== EXTRACTED DATA ==

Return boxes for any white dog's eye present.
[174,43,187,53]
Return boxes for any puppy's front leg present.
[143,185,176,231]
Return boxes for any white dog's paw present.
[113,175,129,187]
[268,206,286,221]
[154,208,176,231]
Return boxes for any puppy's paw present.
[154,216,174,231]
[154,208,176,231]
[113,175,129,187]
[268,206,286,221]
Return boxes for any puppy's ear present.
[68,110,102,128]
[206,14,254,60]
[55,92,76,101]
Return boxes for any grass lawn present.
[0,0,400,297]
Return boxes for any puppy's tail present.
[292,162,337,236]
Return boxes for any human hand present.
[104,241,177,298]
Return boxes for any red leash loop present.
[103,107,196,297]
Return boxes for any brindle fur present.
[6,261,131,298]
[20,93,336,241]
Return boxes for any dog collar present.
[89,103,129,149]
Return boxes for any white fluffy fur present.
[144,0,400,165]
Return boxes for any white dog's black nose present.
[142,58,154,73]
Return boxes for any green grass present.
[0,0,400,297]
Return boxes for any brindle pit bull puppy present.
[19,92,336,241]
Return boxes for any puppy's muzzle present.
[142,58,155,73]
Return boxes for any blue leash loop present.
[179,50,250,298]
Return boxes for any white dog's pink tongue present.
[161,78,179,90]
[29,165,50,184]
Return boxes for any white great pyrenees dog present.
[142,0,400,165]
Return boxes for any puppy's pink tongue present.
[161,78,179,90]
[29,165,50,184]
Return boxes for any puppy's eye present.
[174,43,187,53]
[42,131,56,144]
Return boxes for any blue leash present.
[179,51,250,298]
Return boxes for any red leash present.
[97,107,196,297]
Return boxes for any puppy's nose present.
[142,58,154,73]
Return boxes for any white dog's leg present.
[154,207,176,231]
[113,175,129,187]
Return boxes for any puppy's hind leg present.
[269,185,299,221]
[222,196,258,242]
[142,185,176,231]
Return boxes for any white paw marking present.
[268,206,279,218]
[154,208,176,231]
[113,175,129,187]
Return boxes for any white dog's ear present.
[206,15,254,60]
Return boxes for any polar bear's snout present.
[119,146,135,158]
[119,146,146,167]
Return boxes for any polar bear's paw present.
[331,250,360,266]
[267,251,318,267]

===

*GIVEN REQUEST:*
Reproduce the data entries above verbatim, line for line, with no changes.

*EXPECTED OUTPUT:*
Return boxes for any white dog's eye present.
[174,43,187,53]
Return boxes for any puppy's front leg present.
[143,185,176,231]
Return boxes for any white dog's paw present.
[113,175,129,187]
[268,206,286,221]
[154,208,176,231]
Return boxes for any puppy's paw present.
[154,216,174,231]
[154,208,176,231]
[113,175,129,187]
[268,206,286,221]
Return boxes for any puppy's ear present.
[68,110,102,128]
[206,14,254,60]
[55,92,76,101]
Return boxes for any grass lawn present.
[0,0,400,297]
Return boxes for any puppy's tail present.
[292,162,337,236]
Return boxes for any human hand present.
[104,241,177,298]
Return boxes for any red leash loop present.
[103,107,196,297]
Return boxes for any brindle fur present.
[6,261,131,298]
[20,93,336,241]
Return boxes for any dog collar present.
[89,103,129,149]
Return boxes for any white fluffy fur present.
[144,0,400,165]
Return boxes for any white dog's black nose present.
[142,58,154,73]
Return boxes for any green grass present.
[0,0,400,297]
Return boxes for any brindle pit bull puppy present.
[19,92,336,241]
Return boxes for any puppy's muzzle present.
[142,58,155,73]
Return boxes for any blue leash loop present.
[179,50,250,298]
Return boxes for any white dog's pink tongue present.
[161,78,179,90]
[29,165,50,184]
Return boxes for any white great pyrenees dog present.
[142,0,400,165]
Return boxes for any puppy's pink tongue present.
[161,78,179,90]
[29,165,50,184]
Return boxes for any puppy's eye present.
[174,43,187,53]
[42,131,56,144]
Return boxes for any blue leash present.
[179,51,250,298]
Return boxes for any red leash present.
[97,107,196,297]
Return boxes for any puppy's nose present.
[142,58,154,73]
Return boxes for any white dog's leg present.
[154,207,176,231]
[113,175,129,187]
Return boxes for any puppy's hind leg present.
[269,185,299,221]
[222,196,258,242]
[142,185,176,231]
Return boxes for any white paw marking present.
[268,206,279,218]
[154,208,176,231]
[113,175,129,187]
Return boxes for any white dog's ear present.
[206,15,254,60]
Return boxes for any polar bear's snout present.
[119,146,135,158]
[119,146,146,167]
Return boxes for any polar bear's paw present.
[331,250,360,266]
[267,251,318,267]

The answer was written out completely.